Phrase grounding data

== == ==

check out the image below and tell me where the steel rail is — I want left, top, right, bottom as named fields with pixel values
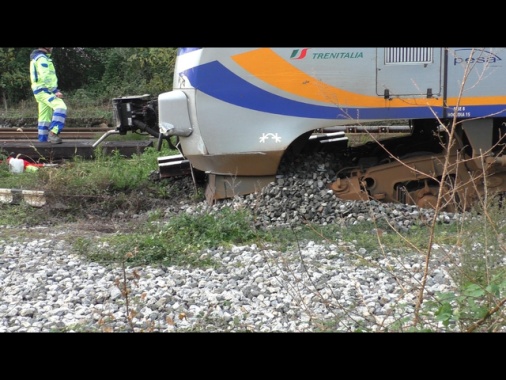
left=0, top=127, right=113, bottom=140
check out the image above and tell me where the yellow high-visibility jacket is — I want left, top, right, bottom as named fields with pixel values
left=30, top=49, right=59, bottom=95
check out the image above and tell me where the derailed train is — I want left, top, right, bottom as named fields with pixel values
left=113, top=47, right=506, bottom=210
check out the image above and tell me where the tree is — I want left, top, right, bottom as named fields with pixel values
left=52, top=47, right=108, bottom=91
left=132, top=47, right=177, bottom=95
left=98, top=47, right=176, bottom=98
left=0, top=47, right=32, bottom=111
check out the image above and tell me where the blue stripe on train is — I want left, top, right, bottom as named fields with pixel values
left=183, top=61, right=506, bottom=120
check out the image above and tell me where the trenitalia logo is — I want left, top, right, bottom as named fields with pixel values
left=290, top=48, right=364, bottom=60
left=290, top=49, right=308, bottom=60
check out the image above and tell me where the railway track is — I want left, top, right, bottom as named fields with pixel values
left=0, top=126, right=155, bottom=162
left=0, top=127, right=113, bottom=140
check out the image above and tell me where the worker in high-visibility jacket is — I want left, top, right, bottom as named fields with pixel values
left=29, top=47, right=67, bottom=143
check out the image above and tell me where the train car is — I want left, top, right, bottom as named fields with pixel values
left=113, top=47, right=506, bottom=210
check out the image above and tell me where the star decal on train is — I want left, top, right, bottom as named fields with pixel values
left=259, top=133, right=282, bottom=143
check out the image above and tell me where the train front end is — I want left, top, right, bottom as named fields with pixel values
left=157, top=47, right=446, bottom=201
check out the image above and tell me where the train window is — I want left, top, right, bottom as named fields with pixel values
left=384, top=48, right=433, bottom=65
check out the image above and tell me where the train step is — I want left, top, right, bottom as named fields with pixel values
left=157, top=154, right=192, bottom=178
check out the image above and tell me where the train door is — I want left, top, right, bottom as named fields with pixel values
left=376, top=47, right=443, bottom=99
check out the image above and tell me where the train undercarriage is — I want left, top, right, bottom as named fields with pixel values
left=327, top=118, right=506, bottom=212
left=112, top=96, right=506, bottom=212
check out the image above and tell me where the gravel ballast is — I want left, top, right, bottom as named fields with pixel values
left=0, top=225, right=460, bottom=332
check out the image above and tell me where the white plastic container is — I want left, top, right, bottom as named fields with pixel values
left=9, top=158, right=25, bottom=174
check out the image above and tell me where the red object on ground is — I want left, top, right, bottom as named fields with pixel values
left=4, top=157, right=45, bottom=169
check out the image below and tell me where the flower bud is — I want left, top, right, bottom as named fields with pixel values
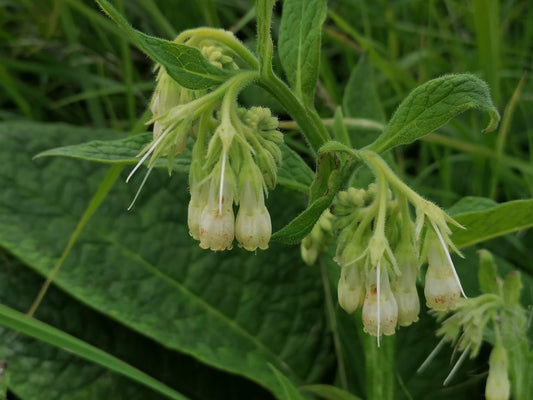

== == ==

Exercise directions
The answer must be an exact copy of the lines from the one with "the train window" through the final line above, both ends included, and nothing else; pictures stay out.

Completed task
check out the image above and tell me where the train window is — I want left, top, right, bottom as named fields with pixel values
left=384, top=48, right=433, bottom=65
check out the image above and tell me where the train step is — I want left, top, right, bottom as named fields with pixel values
left=157, top=154, right=192, bottom=178
check out the image above and tell me where the train door is — I want left, top, right, bottom as named fields with pixel values
left=376, top=47, right=443, bottom=99
check out the image above and tell me where the train undercarriage is — I want left, top, right, bottom as named fields with pixel values
left=327, top=118, right=506, bottom=212
left=112, top=96, right=506, bottom=212
check out the image above and tell me where the gravel ballast is — I want left, top, right, bottom as named fields with pixel values
left=0, top=225, right=460, bottom=332
check out the image above and tell me where the white plastic container is — I want left, top, right, bottom as named fields with pixel values
left=9, top=158, right=25, bottom=174
check out the image above and tell me where the red object on ground is — I want left, top, right, bottom as named fields with pixel values
left=4, top=157, right=45, bottom=169
check out the image below and tell me where the flower bud is — I want left, top, right, bottom as named fields with pixel values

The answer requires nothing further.